## [Task]
Somewhere below are a line with "Greenhouse-scouting request: tag the player's outstretched" and a later line with "Greenhouse-scouting request: tag the metal". Output exactly those lines and all lines between them.

[[ Entries supplied, beginning ]]

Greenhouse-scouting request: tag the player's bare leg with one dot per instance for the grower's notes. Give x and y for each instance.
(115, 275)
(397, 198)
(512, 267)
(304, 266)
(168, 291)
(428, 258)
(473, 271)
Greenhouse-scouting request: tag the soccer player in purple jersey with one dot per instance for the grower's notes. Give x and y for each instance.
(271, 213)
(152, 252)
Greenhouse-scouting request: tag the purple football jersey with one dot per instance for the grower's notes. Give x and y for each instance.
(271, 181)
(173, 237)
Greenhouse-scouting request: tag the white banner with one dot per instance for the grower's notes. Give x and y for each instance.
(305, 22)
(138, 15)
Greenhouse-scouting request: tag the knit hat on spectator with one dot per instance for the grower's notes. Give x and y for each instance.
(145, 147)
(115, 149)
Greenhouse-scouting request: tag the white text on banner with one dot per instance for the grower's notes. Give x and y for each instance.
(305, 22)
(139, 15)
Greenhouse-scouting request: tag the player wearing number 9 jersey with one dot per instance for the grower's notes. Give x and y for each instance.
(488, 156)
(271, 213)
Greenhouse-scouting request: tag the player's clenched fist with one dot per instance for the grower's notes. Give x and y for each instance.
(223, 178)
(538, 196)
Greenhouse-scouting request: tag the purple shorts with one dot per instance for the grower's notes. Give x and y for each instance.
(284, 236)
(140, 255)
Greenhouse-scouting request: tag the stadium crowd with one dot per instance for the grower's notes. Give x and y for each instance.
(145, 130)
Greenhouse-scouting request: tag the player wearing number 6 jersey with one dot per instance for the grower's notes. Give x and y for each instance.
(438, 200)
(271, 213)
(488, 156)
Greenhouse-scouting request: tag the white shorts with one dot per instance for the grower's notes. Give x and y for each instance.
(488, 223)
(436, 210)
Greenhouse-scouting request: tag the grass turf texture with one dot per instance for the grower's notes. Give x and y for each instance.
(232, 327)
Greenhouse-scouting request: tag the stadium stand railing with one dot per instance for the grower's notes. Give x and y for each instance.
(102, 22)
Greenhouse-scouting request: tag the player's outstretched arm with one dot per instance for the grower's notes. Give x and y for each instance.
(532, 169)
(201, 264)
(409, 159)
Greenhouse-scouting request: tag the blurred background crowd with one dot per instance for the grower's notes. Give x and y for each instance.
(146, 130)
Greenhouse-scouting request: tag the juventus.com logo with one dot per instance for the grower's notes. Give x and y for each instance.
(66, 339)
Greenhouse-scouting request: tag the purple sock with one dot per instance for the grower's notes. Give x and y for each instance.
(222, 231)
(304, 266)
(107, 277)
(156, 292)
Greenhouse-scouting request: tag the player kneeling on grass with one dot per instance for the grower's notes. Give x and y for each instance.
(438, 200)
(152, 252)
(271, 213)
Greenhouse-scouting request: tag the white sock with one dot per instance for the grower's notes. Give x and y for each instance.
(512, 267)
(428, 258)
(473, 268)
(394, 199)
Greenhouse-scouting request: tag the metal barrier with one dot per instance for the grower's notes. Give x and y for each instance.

[[ Entries supplied, end ]]
[[ Entries supplied, beginning ]]

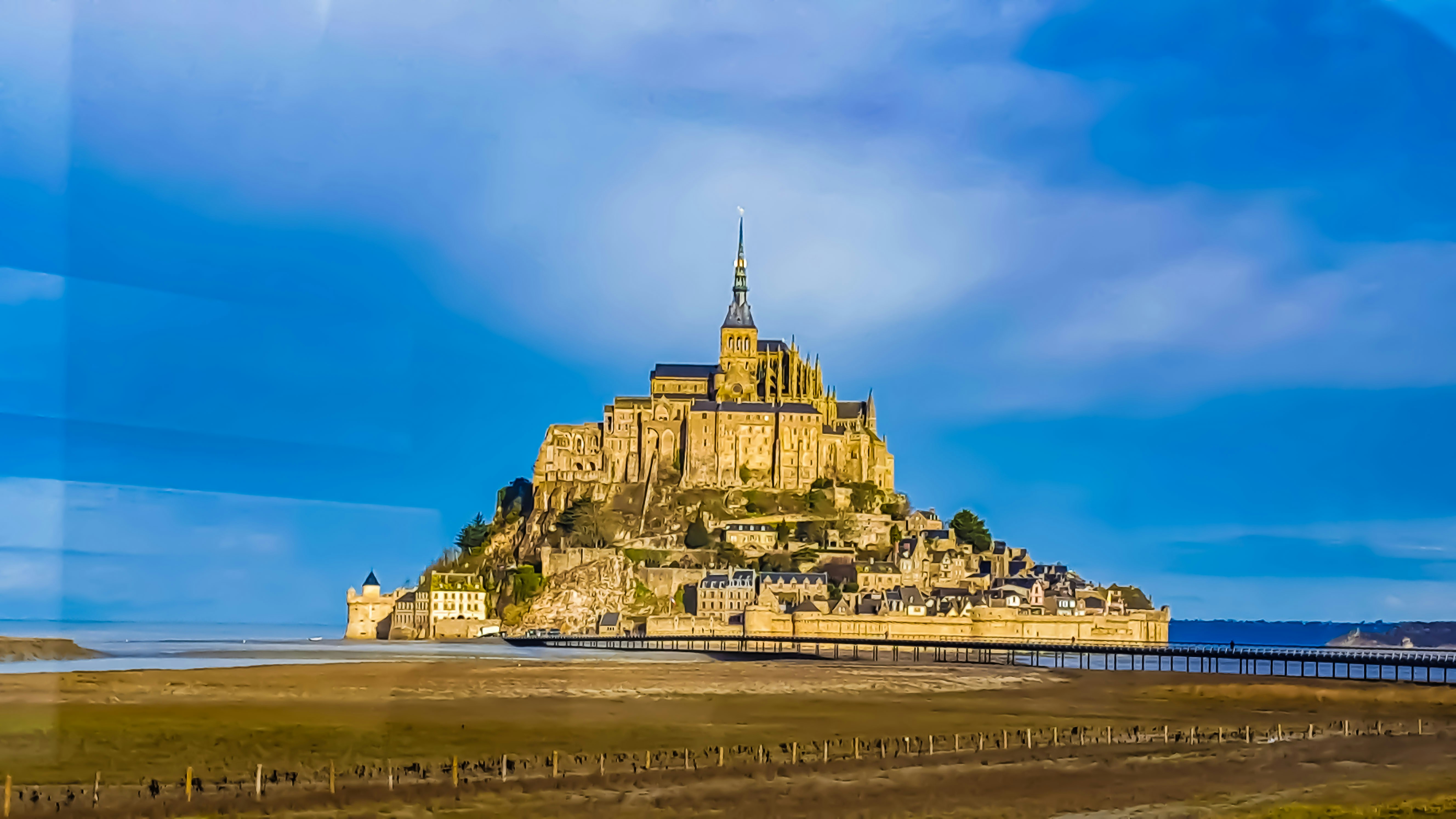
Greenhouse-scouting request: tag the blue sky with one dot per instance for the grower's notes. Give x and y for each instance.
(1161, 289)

[[ Entries supplied, end ]]

## [Output of the exercise]
Greenhouse-scouting request: tag the player's outstretched arm with one dot per instance for the grower's notes. Give x and y for each instance.
(532, 169)
(201, 264)
(409, 159)
Greenhouse-scouting request: tag the blurred background crowd with one dot per instance for the grower's notes. Give x and y for each instance.
(146, 130)
Greenhouse-scouting request: tag the juventus.com logo with one dot per instance for the grower's notes. Give x and y for each instance.
(66, 339)
Greenhouse-scouting request: tag the purple sock with one dot per instance for the grower's notes. Give x and y for each instance.
(222, 231)
(304, 266)
(107, 277)
(156, 292)
Greenhouse-scouting request: tag the player kneeling on grass with one dot per instance for the grower's notes. Give x and y for each instance.
(438, 200)
(152, 252)
(271, 213)
Greenhouse-scouting request: tag the white sock with one dot per instance for the grower's notes. Give x and y for each instance.
(512, 267)
(428, 258)
(473, 268)
(394, 199)
Greenhouse-scouting request: tag the metal barrier with one dot per instance for the grower's notes. Give x and y for each instance.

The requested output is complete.